• [EXERCISES]:
[a] Determine whether each statement below agrees with the review of "Shine a Light". Answer yes or no for each and quote the words of the review that decide it.
(i) The filmed concert took place at the Beacon Theater in fall 2006.
(ii) Revenue from limited theatrical runs is expected to exceed revenue from home entertainment markets.
(iii) Scorsese had a song list in advance of the shoot.
[b] Duplicate, without alteration, the part of the rows that opens with the line containing "Where can the ampersand" and closes with the line containing "pixel 323 142", including both of those lines.

• [TEXT]:
=-=-=-=-=

Shine A Light Reviews Berlin review from Variety
http://www.variety.com/ Shine a Light
By TODD MCCARTHY
The arc of the Rolling Stones’ evolving reputations - from rock ‘n’ roll’s bad boys to its most beloved and resilient granddaddies - can be traced by the most prominent guest stars in their early and late-career concert films: the Hell’s Angels in “Gimme Shelter” and former President Clinton and family in “Shine a Light.” Martin Scorsese’s energetic account of a Stones concert at Gotham’s Beacon Theater in fall 2006 takes full advantage of heavy camera coverage and top-notch sound to create an invigorating musical trip down memory lane, as well as to provoke gentle musings on the wages of aging and the passage of time. Revenue from home entertainment markets will far surpass that from limited theatrical runs, which launch in early spring after its Berlin Film Festival world preem Thursday night.
An old hand at contempo music docs dating back to his editing chores on “Woodstock,” Scorsese doesn’t attempt anything nearly as ambitious here as he did with the Band on “The Last Waltz” or with the epic Dylan piece “No Direction Home.” Other than initial glimpses of the helmer planning the shoot and fretting over not having a song list in advance, ”Shine a Light” doesn’t really bear much of the director’s imprint; it’s a proficient celebration of the band’s great songs, performing skills and durability, and perfectly enjoyable as such.

=-=-=-=-=

• [EXERCISE DATA]:
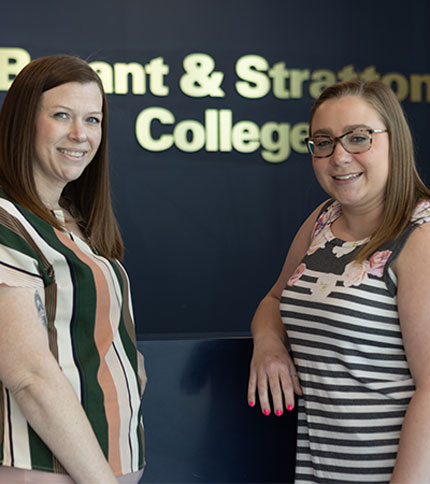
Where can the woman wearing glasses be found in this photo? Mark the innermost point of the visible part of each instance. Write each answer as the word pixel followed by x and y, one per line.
pixel 352 302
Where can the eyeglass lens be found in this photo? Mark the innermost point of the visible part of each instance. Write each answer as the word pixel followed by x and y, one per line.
pixel 355 142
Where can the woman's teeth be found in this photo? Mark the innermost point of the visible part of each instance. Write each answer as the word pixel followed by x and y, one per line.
pixel 347 177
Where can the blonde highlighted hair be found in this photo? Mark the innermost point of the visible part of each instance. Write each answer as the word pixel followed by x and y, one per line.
pixel 404 185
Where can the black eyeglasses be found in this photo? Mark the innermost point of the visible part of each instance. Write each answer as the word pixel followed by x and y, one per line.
pixel 356 141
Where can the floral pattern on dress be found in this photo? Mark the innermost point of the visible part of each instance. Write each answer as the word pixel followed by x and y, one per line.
pixel 325 285
pixel 297 274
pixel 318 242
pixel 356 272
pixel 346 248
pixel 327 218
pixel 421 213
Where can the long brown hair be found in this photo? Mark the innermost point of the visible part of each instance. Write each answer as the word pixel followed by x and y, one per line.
pixel 404 185
pixel 89 195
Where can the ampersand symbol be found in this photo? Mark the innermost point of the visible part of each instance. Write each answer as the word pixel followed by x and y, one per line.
pixel 200 79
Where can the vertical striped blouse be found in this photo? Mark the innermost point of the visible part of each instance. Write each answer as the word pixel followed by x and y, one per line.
pixel 343 326
pixel 91 334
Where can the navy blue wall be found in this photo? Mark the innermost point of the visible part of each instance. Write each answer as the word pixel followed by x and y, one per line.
pixel 207 231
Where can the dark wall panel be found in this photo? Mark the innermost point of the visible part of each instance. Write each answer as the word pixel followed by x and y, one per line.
pixel 207 231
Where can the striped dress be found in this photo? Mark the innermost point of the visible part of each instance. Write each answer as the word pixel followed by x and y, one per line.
pixel 342 323
pixel 91 334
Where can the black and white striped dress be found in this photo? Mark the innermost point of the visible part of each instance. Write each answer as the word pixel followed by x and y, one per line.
pixel 343 327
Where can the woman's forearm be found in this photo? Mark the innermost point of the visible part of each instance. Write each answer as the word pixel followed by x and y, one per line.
pixel 51 407
pixel 413 458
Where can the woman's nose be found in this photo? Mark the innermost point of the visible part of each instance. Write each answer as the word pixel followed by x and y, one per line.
pixel 77 132
pixel 340 155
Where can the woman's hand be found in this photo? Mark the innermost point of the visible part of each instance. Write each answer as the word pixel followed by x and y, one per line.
pixel 272 369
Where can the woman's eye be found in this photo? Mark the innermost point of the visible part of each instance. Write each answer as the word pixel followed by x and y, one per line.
pixel 94 120
pixel 60 115
pixel 358 139
pixel 323 142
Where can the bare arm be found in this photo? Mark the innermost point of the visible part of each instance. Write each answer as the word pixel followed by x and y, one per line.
pixel 271 365
pixel 413 272
pixel 46 398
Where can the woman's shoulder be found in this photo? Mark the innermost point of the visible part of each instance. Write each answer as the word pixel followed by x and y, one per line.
pixel 327 213
pixel 421 213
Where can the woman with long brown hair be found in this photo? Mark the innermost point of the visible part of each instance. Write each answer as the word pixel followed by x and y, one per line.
pixel 71 378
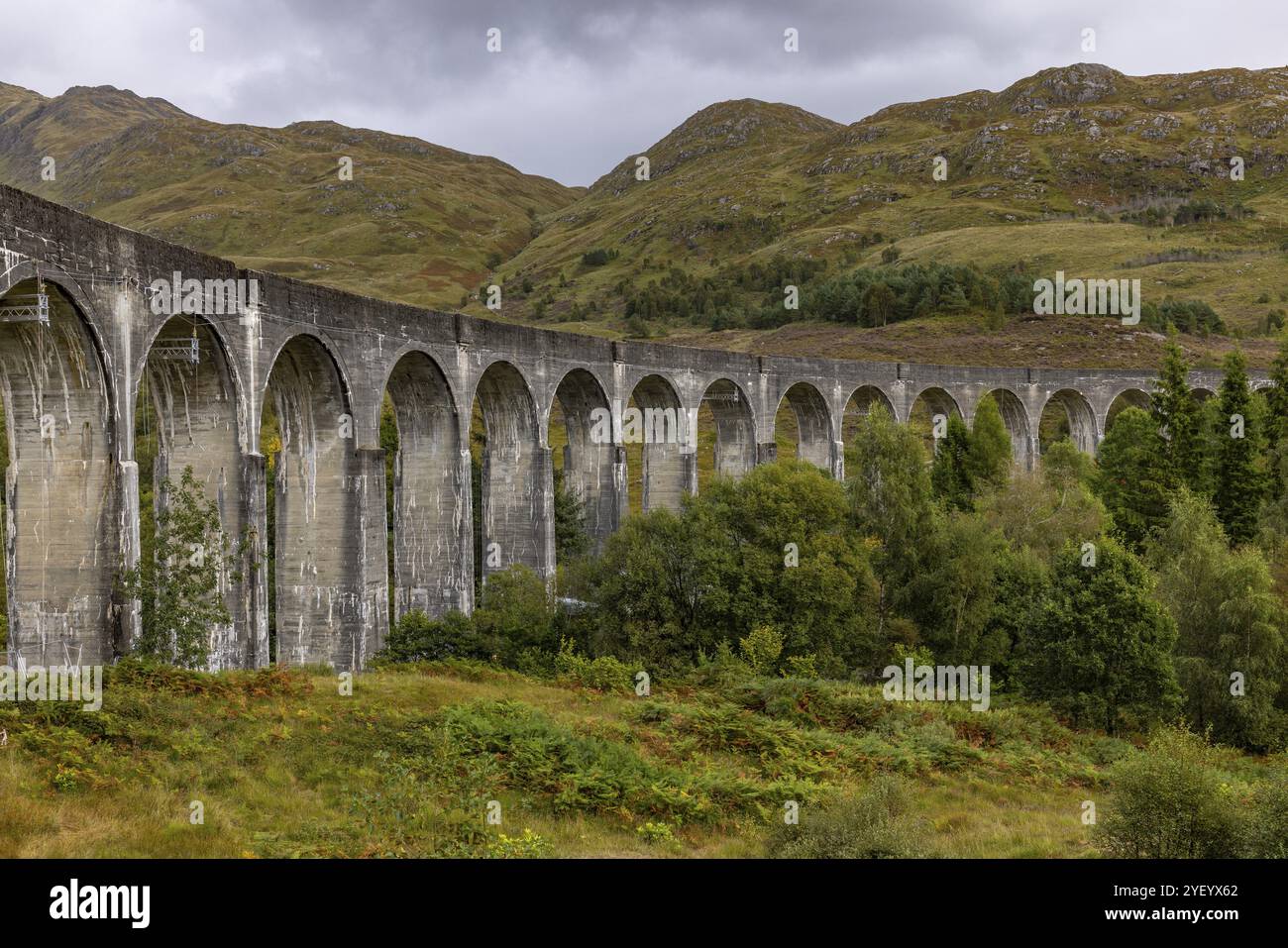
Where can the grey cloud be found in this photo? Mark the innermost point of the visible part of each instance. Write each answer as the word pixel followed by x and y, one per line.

=-=-=-=-=

• [SOLUTIONS]:
[a]
(i) Yes: "a Stones concert at Gotham’s Beacon Theater in fall 2006"
(ii) No: "Revenue from home entertainment markets will far surpass that from limited theatrical runs"
(iii) No: "fretting over not having a song list in advance"

[b]
Where can the ampersand symbol be found in this photo? Mark the innermost point of the visible part of each instance. Write each answer as the word pixel followed by x and y, one per line.
pixel 200 79
Where can the vertical striped blouse be found in this photo? Mark the innermost point of the visible part of each instance. Write each answer as the word pixel followed by x and y, one per line.
pixel 343 326
pixel 91 334
Where can the navy blue wall be found in this photo? Mark the innermost point of the visible part of each instance. Write each answer as the word pixel followed by x and y, one per line.
pixel 207 231
Where can the dark wall panel be found in this photo? Mark the innermost point of the visible part of each instance. Write each answer as the word pixel followed by x and y, one per line.
pixel 207 231
Where can the striped dress be found in this photo? Mark the innermost point of the visible part of each instance. Write each answer as the word pixel followed by x and y, one per line.
pixel 342 323
pixel 91 334
Where can the black and white striped dress be found in this photo? Mark the innermost point of the visible part of each instance. Write each answer as the word pixel followed by x and y, one per line.
pixel 343 327
Where can the woman's forearm be found in this photo? Mark the innermost point of the visible part of each instance. Write each answer as the word pixel followed by x and y, one per line.
pixel 51 407
pixel 413 458
Where can the woman's nose be found in this photo? Mark the innermost point of the visible part of each instance. Write each answer as the word pixel followed by x and y, one per line.
pixel 77 132
pixel 340 155
Where can the woman's hand be found in this photo? Mark the innermost point of the visible part of each instance. Write each answer as the word pixel followed by x and y, one per line.
pixel 272 369
Where can the woman's eye be found in this photo? Mark the innermost point of the visible part of each instance. Write each answer as the word pixel followed by x and y, one per line.
pixel 94 120
pixel 60 115
pixel 358 139
pixel 323 142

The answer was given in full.